-- REQUIRED ACTION --
Return the records exactly as they stand, and keep the pictures out of the copy.

*** Opening MATERIAL PROVIDED ***

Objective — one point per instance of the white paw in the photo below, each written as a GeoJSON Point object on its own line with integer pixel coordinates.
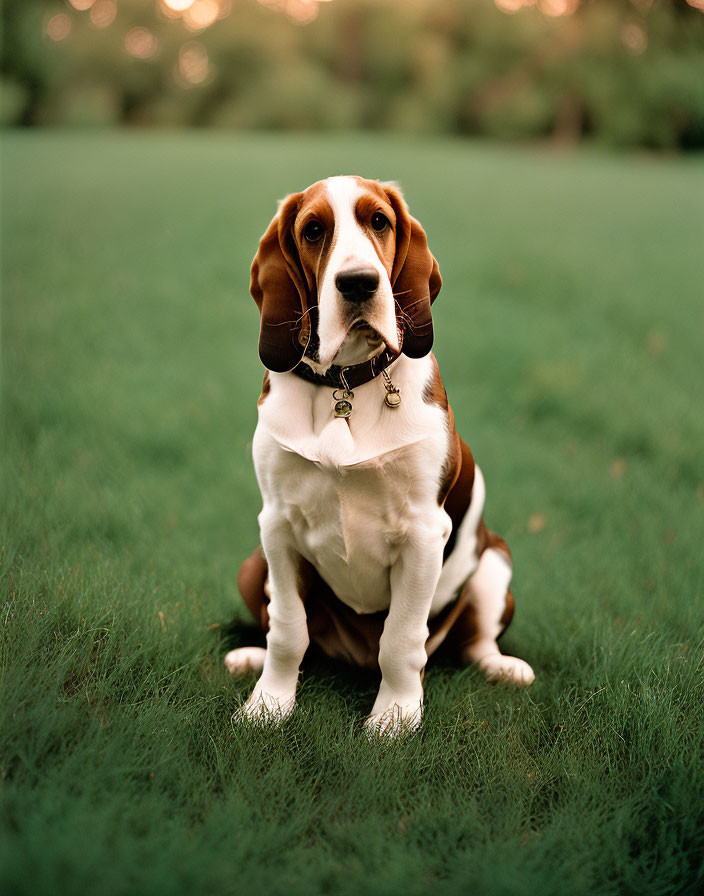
{"type": "Point", "coordinates": [245, 659]}
{"type": "Point", "coordinates": [394, 721]}
{"type": "Point", "coordinates": [497, 667]}
{"type": "Point", "coordinates": [263, 708]}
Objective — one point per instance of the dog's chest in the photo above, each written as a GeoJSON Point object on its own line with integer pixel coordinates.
{"type": "Point", "coordinates": [350, 524]}
{"type": "Point", "coordinates": [351, 494]}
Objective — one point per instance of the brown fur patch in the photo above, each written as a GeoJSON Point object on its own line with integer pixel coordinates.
{"type": "Point", "coordinates": [266, 388]}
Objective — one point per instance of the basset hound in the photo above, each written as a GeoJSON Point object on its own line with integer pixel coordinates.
{"type": "Point", "coordinates": [372, 539]}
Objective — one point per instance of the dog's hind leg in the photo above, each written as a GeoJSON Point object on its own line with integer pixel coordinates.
{"type": "Point", "coordinates": [251, 582]}
{"type": "Point", "coordinates": [489, 610]}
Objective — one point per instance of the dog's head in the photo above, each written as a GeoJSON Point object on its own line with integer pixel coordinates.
{"type": "Point", "coordinates": [343, 257]}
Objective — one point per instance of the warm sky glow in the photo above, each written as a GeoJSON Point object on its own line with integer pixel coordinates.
{"type": "Point", "coordinates": [549, 7]}
{"type": "Point", "coordinates": [201, 14]}
{"type": "Point", "coordinates": [141, 43]}
{"type": "Point", "coordinates": [178, 5]}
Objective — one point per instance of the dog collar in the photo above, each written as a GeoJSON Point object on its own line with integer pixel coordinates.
{"type": "Point", "coordinates": [347, 378]}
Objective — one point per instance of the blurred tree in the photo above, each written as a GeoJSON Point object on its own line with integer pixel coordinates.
{"type": "Point", "coordinates": [623, 72]}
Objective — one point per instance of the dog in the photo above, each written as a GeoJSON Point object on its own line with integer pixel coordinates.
{"type": "Point", "coordinates": [373, 543]}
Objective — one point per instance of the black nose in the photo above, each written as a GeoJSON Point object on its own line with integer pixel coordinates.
{"type": "Point", "coordinates": [358, 284]}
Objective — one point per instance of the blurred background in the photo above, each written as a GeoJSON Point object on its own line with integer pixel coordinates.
{"type": "Point", "coordinates": [623, 73]}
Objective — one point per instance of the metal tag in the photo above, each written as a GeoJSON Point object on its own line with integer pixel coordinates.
{"type": "Point", "coordinates": [343, 408]}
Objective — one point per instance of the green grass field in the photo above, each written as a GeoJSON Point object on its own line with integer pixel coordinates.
{"type": "Point", "coordinates": [569, 336]}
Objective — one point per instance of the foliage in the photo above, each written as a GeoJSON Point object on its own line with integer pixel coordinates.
{"type": "Point", "coordinates": [568, 332]}
{"type": "Point", "coordinates": [623, 72]}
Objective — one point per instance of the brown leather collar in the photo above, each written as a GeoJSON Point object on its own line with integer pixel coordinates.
{"type": "Point", "coordinates": [337, 377]}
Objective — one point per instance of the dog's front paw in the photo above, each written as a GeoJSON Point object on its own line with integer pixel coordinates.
{"type": "Point", "coordinates": [245, 659]}
{"type": "Point", "coordinates": [264, 708]}
{"type": "Point", "coordinates": [395, 721]}
{"type": "Point", "coordinates": [511, 669]}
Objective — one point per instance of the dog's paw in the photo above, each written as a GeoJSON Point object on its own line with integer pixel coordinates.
{"type": "Point", "coordinates": [395, 721]}
{"type": "Point", "coordinates": [245, 659]}
{"type": "Point", "coordinates": [510, 669]}
{"type": "Point", "coordinates": [263, 708]}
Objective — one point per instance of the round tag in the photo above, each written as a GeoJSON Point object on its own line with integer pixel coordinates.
{"type": "Point", "coordinates": [343, 408]}
{"type": "Point", "coordinates": [392, 399]}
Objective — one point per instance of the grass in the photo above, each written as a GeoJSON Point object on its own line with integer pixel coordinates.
{"type": "Point", "coordinates": [569, 336]}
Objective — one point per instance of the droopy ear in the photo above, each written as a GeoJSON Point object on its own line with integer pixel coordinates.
{"type": "Point", "coordinates": [278, 286]}
{"type": "Point", "coordinates": [415, 278]}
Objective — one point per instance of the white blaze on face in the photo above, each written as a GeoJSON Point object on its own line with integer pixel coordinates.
{"type": "Point", "coordinates": [351, 249]}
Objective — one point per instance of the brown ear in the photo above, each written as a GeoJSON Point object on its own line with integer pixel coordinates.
{"type": "Point", "coordinates": [415, 278]}
{"type": "Point", "coordinates": [278, 286]}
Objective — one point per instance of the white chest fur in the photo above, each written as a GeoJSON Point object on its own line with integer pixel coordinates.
{"type": "Point", "coordinates": [350, 491]}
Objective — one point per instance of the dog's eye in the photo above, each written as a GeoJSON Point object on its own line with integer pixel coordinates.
{"type": "Point", "coordinates": [379, 222]}
{"type": "Point", "coordinates": [313, 231]}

*** Closing MATERIAL PROVIDED ***

-- ANSWER TO THIS TASK --
Objective — one point per instance of the white paw in the photo below, each written as a GeoJSON Point object on its own line with integer pixel coordinates.
{"type": "Point", "coordinates": [245, 659]}
{"type": "Point", "coordinates": [394, 721]}
{"type": "Point", "coordinates": [497, 667]}
{"type": "Point", "coordinates": [263, 708]}
Objective — one point per instance of the dog's chest in the photo above, each written as a GeoJSON Point object on its own line with integer pixel coordinates.
{"type": "Point", "coordinates": [350, 524]}
{"type": "Point", "coordinates": [351, 494]}
Objective — one point per instance of the brown fur patch in the photo above, each written as a GeoJSON Point object on its own line with integer pixel coordinates.
{"type": "Point", "coordinates": [266, 388]}
Objective — one point per instance of the basset hound in the photo above, each written as a GeoJSON Point object on its own line with integer pixel coordinates.
{"type": "Point", "coordinates": [372, 539]}
Objective — one point per instance of the dog's hind leg in the photo above, each written as a GeoJSON Point object on its own line with integer pixel coordinates.
{"type": "Point", "coordinates": [251, 582]}
{"type": "Point", "coordinates": [489, 610]}
Objective — one point per instance of the dog's head in the photo above, each written as a GeoJSON Point object on its own line with integer pixel coordinates.
{"type": "Point", "coordinates": [343, 257]}
Objective — one point per instance of the warm sky glow in the photo above, each written as a GeoJSON Point object on its own line with integer pixel coordinates.
{"type": "Point", "coordinates": [549, 7]}
{"type": "Point", "coordinates": [201, 14]}
{"type": "Point", "coordinates": [141, 43]}
{"type": "Point", "coordinates": [178, 5]}
Objective — one point per instance of the dog collar in the photo above, each written as a GeoJSON Point object on its own line with integer pixel coordinates.
{"type": "Point", "coordinates": [347, 378]}
Objective — one point per instance of the blurred tree in the photo above, each written as a GeoJSON Point object on its own line with integer pixel coordinates.
{"type": "Point", "coordinates": [623, 72]}
Objective — one point per instance of the dog in the photo above, each written as a GeoJSON Point object on its own line with integer pixel coordinates.
{"type": "Point", "coordinates": [373, 543]}
Objective — one point per instance of the black nose in the photo above, each written as a GeoJSON Point object on its own line with integer pixel coordinates.
{"type": "Point", "coordinates": [358, 284]}
Objective — one point per instance of the blurred background in the photo above, each written as a GeoJSON Point object on its own line with integer pixel coordinates.
{"type": "Point", "coordinates": [623, 73]}
Objective — one point per instance of the metal tag in the photo above, each written as a GeoJSON Point object on its own line with integer pixel coordinates.
{"type": "Point", "coordinates": [343, 408]}
Objective — one point per instance of the green grass field in the photo above, each written as a GeoJSON Point object on its own line with integer pixel coordinates.
{"type": "Point", "coordinates": [569, 336]}
Objective — one point per instance of the foliage in the photo above, each written as a GeoJSON Point object on its own line with integer pixel coordinates.
{"type": "Point", "coordinates": [568, 332]}
{"type": "Point", "coordinates": [623, 72]}
Objective — one point per instance of the brown leather collar in the photo above, each written as a GeoJSON Point object on its own line with integer pixel coordinates.
{"type": "Point", "coordinates": [337, 377]}
Objective — one point per instance of the dog's front paw in the photo above, each written as a GeoJSON Point object on its own line with integer pixel coordinates.
{"type": "Point", "coordinates": [245, 659]}
{"type": "Point", "coordinates": [264, 708]}
{"type": "Point", "coordinates": [395, 721]}
{"type": "Point", "coordinates": [511, 669]}
Objective — one point per instance of the dog's paw in the photo above, each written as a GeoJSON Point object on its own line with integer pixel coordinates.
{"type": "Point", "coordinates": [395, 721]}
{"type": "Point", "coordinates": [245, 659]}
{"type": "Point", "coordinates": [510, 669]}
{"type": "Point", "coordinates": [263, 708]}
Objective — one point per instance of the round tag in the photo above, each written as a GeoJSON Point object on its own line with integer pixel coordinates.
{"type": "Point", "coordinates": [343, 408]}
{"type": "Point", "coordinates": [392, 399]}
Objective — one point per instance of the grass in the photo above, each written as a GeoJSON Point object on its own line with integer pixel coordinates.
{"type": "Point", "coordinates": [569, 336]}
Objective — one point per instance of the droopy ear in the photo above, each written as a GeoJSON Point object on its own line with integer pixel coordinates.
{"type": "Point", "coordinates": [278, 286]}
{"type": "Point", "coordinates": [415, 278]}
Objective — one point per instance of the white blaze on face in the photo above, each written as a GeoJSON Point object on its own line with integer pixel coordinates.
{"type": "Point", "coordinates": [351, 249]}
Objective — one point per instance of the brown ear in the photo above, each written as a GeoJSON Point object on its own line with integer pixel coordinates.
{"type": "Point", "coordinates": [415, 278]}
{"type": "Point", "coordinates": [278, 286]}
Objective — one point per instance of the white chest fur in the photo above, each written as a GeoJSON Point object on its own line with integer pixel coordinates.
{"type": "Point", "coordinates": [350, 491]}
Objective — one point per instance of the dog's eye in the photo above, each written as a GeoJSON Point object on its own line with integer pixel coordinates.
{"type": "Point", "coordinates": [379, 222]}
{"type": "Point", "coordinates": [313, 231]}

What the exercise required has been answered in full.